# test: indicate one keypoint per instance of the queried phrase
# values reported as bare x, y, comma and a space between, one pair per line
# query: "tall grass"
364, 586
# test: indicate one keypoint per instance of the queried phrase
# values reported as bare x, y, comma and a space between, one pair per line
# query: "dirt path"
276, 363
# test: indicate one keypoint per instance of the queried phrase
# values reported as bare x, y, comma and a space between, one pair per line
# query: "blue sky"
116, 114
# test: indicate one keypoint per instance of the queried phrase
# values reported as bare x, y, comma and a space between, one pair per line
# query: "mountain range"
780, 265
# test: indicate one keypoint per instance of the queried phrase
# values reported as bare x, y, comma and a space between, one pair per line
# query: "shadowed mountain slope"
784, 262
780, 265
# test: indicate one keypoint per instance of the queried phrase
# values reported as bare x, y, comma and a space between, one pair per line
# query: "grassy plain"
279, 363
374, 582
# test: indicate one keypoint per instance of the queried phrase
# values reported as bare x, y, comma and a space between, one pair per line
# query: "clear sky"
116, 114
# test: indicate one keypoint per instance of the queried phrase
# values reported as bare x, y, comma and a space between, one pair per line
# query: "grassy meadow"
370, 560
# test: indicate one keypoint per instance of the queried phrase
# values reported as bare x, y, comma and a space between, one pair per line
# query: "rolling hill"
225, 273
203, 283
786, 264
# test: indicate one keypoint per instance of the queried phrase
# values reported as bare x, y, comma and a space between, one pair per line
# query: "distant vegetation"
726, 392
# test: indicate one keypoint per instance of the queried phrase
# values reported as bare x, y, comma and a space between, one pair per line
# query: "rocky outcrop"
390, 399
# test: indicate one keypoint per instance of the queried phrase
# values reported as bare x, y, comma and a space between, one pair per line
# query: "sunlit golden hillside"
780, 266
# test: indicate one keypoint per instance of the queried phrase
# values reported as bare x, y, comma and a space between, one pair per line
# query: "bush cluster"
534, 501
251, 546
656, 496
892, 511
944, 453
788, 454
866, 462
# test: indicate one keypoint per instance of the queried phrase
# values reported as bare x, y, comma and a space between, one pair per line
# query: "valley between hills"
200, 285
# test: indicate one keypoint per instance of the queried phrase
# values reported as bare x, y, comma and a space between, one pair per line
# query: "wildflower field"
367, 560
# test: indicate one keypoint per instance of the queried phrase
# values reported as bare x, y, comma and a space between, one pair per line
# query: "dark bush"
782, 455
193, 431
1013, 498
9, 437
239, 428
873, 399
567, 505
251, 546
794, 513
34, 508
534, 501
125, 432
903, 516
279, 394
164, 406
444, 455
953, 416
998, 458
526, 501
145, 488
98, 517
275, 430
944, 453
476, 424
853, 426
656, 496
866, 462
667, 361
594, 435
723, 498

■ **THE EXERCISE**: Write out every entry again exactly, please, with nothing missing.

■ **SOLUTION TO THIS PROBLEM**:
# test: indicate one keypoint per instance of the queried phrase
# values reported as bare x, y, comma and a space between, one pair per line
# query: "tall grass"
364, 586
# test: indicate one keypoint per instance of the queried phrase
# values reported as bare x, y, comma and a space between, one pair per line
# query: "dirt path"
276, 363
# test: indicate one keypoint per instance of the queried phrase
# values reported as bare x, y, comma and a space between, one pair per line
# query: "blue sky"
116, 114
# test: indicate one keypoint per instance of the queried phrase
# values reported as bare x, y, comma and a space between, one pair per line
# query: "mountain range"
780, 265
# test: indicate one keypoint per instance of the queried phrase
# values reported as bare x, y, comma and a space between, one pair per line
# query: "shadowed mountain slope"
784, 262
780, 265
# test: indicate one keypoint per instance of the queried phrase
# values reported as bare x, y, comma and a space between, one pair per line
# query: "grassy plain"
279, 363
374, 582
# test: indicate one keypoint per instance of the queried phrase
# values reported as bare x, y, comma and a space between, one pair per line
# query: "clear sky"
116, 114
# test: indicate one keypoint per instance of the queried phrase
# values reported as bare x, y, comma and a space between, one pair per line
# query: "grassy meadow"
370, 560
# test: indicate one keypoint per instance of the queried phrase
# values reported as bare x, y, comma and a space between, one pair per line
# query: "rolling hill"
225, 273
203, 283
786, 264
# test: indicate one keypoint per instance of the queried phrase
# values reported as bare x, y, comma and a space between, one pair per line
# query: "distant vegetation"
726, 392
# test: indicate one keypoint per instance of the queried phrase
# values reported as bare x, y, comma and a space between, one pair per line
# query: "rocky outcrop"
390, 399
# test: indicate one keypoint per instance of the queried phrase
# values reported as bare x, y, comma and a space between, one pair per line
# query: "sunlit golden hillside"
780, 266
# test: indicate one keypoint per instance of the queried phrase
# values reported as bare x, y, comma and a space between, one pair per line
# query: "bush cluster"
534, 501
251, 546
656, 496
892, 511
944, 453
788, 454
866, 462
# test: indicate one keypoint per instance of the queried phrase
# values reported as bare x, y, comma and a space between, one pair per line
# query: "valley between hills"
200, 285
# test: indicate one keypoint per instance of the queried phrase
# values reported as bare x, y, comma and a space between, one pair per line
# query: "wildflower field"
367, 560
# test: indicate one keypoint per instance of the queried phrase
# values reported as bare x, y, comma and a space between, one pair per line
# query: "dark bush"
782, 455
193, 431
1013, 498
9, 437
239, 428
873, 399
567, 505
251, 546
794, 513
34, 508
534, 501
125, 432
903, 516
279, 394
164, 406
444, 455
953, 416
998, 458
526, 501
145, 488
98, 517
275, 430
944, 453
476, 424
853, 426
656, 496
866, 462
667, 361
594, 435
723, 498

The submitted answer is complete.